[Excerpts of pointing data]
********

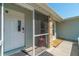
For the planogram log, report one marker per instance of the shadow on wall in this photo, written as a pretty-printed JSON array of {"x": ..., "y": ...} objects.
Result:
[{"x": 75, "y": 49}]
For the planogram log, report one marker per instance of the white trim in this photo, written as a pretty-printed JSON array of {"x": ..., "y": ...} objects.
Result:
[
  {"x": 25, "y": 6},
  {"x": 41, "y": 34}
]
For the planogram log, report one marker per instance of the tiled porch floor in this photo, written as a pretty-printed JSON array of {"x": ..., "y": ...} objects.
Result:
[{"x": 66, "y": 48}]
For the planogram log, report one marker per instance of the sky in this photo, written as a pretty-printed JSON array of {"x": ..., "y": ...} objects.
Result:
[{"x": 65, "y": 10}]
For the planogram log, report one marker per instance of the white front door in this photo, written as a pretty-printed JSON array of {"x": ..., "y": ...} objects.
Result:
[{"x": 13, "y": 29}]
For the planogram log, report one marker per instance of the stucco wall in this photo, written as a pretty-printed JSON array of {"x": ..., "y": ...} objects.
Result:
[
  {"x": 69, "y": 29},
  {"x": 28, "y": 23}
]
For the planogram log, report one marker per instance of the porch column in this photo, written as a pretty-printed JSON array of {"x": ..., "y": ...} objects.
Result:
[
  {"x": 50, "y": 31},
  {"x": 33, "y": 32}
]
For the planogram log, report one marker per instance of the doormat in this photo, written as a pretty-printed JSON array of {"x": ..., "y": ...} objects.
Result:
[
  {"x": 56, "y": 42},
  {"x": 45, "y": 53}
]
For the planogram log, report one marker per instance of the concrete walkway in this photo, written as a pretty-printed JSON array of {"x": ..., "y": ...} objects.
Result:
[{"x": 66, "y": 48}]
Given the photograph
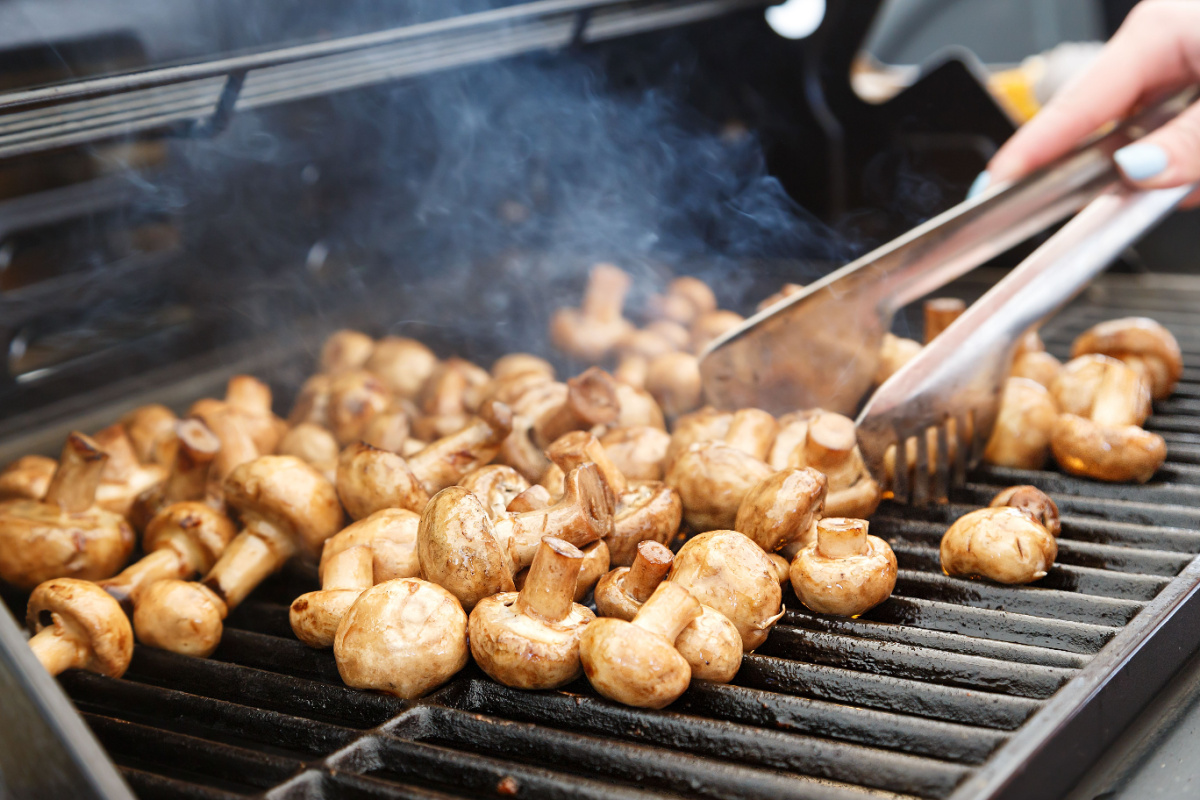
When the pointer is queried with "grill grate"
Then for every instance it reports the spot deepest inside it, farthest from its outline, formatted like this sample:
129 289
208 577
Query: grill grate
947 687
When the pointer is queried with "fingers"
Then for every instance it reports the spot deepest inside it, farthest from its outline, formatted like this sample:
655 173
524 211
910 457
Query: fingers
1156 50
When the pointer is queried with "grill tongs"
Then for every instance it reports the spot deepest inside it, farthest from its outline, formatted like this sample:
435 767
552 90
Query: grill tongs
820 348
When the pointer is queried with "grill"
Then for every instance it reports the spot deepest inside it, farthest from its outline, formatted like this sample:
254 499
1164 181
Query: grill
951 689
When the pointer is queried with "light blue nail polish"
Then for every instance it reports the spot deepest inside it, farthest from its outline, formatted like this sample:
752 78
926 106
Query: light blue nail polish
979 184
1140 161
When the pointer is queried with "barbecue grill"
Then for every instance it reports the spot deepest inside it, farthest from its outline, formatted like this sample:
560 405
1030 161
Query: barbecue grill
951 689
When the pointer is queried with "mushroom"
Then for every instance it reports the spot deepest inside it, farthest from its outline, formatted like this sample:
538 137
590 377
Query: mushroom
593 330
151 429
673 380
124 476
315 444
781 507
1021 435
195 450
637 451
685 299
65 534
831 446
712 647
345 350
1032 501
531 639
1141 343
713 325
316 615
712 480
77 625
845 571
28 477
727 571
636 662
391 536
1002 543
646 510
940 313
286 506
622 591
402 637
181 541
370 479
894 353
1038 366
461 548
403 365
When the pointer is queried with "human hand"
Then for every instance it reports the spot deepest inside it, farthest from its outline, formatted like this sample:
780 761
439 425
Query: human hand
1156 52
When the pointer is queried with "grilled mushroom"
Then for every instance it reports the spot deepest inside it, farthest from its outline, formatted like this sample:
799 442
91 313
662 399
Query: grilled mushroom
593 330
65 534
531 639
845 571
1002 543
636 662
781 507
622 591
286 506
316 615
402 637
1141 343
28 477
1021 435
77 625
729 572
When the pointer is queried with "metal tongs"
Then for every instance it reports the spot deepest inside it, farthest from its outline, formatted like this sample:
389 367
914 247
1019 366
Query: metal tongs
820 347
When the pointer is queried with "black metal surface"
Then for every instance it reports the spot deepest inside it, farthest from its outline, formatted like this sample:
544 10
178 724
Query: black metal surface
951 689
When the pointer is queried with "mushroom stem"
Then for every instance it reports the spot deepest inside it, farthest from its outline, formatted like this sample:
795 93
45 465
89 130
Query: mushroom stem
73 486
840 537
649 569
351 569
197 449
549 591
940 312
670 609
58 650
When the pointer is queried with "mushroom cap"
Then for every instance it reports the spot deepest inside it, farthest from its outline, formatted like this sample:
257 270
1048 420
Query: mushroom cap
637 451
402 637
85 608
648 510
40 541
727 571
391 536
1002 543
1032 501
185 618
370 479
633 666
1143 343
523 651
403 365
457 547
846 587
208 531
781 507
1021 435
27 479
1116 455
712 480
712 647
288 494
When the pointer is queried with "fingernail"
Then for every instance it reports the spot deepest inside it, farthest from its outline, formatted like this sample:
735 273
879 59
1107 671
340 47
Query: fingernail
1140 161
979 184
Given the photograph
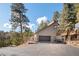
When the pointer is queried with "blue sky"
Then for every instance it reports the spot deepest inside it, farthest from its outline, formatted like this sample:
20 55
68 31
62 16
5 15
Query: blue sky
34 12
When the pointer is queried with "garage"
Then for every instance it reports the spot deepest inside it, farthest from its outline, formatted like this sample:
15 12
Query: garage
44 38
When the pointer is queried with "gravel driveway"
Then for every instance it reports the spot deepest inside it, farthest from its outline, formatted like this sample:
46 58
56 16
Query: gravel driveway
40 49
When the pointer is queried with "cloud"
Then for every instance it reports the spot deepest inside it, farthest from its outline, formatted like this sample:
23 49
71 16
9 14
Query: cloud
7 25
44 18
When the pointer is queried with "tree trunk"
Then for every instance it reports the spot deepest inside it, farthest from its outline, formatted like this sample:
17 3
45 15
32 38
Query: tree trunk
21 27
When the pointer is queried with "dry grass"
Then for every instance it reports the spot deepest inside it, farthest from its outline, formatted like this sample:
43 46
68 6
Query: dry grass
74 43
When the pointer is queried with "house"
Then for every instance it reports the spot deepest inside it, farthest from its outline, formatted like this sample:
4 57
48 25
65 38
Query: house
47 34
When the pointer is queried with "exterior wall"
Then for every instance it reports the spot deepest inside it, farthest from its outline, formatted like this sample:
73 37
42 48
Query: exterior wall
50 31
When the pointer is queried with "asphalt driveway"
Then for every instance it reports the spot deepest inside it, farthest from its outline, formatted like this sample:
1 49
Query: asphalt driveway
41 49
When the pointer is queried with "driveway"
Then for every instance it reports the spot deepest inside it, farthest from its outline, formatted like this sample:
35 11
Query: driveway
41 49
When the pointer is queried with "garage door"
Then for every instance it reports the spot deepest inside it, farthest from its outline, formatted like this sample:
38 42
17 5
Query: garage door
44 38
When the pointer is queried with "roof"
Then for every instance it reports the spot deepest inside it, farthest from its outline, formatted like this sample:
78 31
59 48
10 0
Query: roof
50 24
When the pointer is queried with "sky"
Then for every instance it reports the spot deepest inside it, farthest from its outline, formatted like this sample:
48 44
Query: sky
36 12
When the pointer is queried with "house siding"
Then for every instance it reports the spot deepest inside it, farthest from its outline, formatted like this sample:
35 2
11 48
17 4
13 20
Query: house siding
50 31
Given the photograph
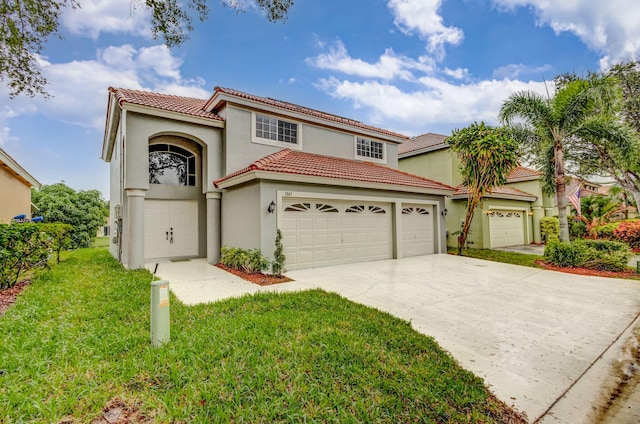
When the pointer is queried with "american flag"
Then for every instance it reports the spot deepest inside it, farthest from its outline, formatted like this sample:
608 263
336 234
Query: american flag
574 199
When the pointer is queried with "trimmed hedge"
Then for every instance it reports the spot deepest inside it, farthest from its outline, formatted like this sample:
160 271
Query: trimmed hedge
592 254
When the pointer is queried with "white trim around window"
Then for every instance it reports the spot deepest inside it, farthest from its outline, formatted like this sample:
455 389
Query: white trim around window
280 128
369 150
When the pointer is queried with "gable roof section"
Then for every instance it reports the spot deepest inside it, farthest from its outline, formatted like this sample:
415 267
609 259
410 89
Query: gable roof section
502 192
422 144
221 94
171 103
10 165
294 165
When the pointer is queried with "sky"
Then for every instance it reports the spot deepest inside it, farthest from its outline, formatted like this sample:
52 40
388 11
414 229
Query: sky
410 66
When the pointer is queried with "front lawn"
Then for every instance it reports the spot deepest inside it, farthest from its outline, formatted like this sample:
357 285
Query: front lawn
77 340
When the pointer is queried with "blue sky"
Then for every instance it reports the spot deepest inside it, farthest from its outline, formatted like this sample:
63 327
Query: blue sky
411 66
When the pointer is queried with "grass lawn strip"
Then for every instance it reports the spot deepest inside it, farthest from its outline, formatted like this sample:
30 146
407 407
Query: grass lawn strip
77 340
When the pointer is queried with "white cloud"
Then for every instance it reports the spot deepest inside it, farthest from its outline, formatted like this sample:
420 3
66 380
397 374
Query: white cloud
434 101
422 16
79 88
108 16
515 70
607 27
388 67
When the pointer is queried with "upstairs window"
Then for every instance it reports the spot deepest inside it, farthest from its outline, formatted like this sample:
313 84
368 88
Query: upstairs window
369 149
274 129
171 165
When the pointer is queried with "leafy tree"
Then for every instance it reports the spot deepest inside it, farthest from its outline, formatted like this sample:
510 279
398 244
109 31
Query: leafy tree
26 24
487 155
596 211
581 110
84 209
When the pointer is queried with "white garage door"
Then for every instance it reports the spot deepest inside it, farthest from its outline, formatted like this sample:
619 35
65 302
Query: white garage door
170 228
318 232
506 228
417 230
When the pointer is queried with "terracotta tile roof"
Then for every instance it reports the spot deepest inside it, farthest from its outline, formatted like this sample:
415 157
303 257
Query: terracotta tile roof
497 191
293 162
429 141
169 102
522 173
304 110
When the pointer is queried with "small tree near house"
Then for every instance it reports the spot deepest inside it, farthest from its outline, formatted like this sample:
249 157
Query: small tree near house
487 154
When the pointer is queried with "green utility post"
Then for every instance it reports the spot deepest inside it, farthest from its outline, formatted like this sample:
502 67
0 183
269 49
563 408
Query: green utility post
159 312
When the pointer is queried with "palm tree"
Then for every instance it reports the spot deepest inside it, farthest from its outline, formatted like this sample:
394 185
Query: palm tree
579 109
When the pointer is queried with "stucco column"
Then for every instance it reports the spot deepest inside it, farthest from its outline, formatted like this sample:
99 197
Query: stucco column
538 214
213 227
135 233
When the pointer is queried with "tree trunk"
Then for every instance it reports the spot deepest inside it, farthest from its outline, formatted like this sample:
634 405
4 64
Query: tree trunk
561 191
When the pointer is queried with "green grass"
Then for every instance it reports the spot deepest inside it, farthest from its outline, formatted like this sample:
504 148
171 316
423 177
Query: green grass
78 337
500 256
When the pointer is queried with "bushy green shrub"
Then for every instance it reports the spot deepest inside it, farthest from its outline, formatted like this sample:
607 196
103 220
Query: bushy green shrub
629 232
550 228
591 254
251 261
277 266
577 230
22 247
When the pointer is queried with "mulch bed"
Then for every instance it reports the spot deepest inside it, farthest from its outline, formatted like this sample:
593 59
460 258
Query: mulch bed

********

### [Exercise objective]
Pull out each line of the data above that contains the word "surface", and list those lines in their original order.

### [Expected answer]
When the pointer is queried with "black metal surface"
Query: black metal surface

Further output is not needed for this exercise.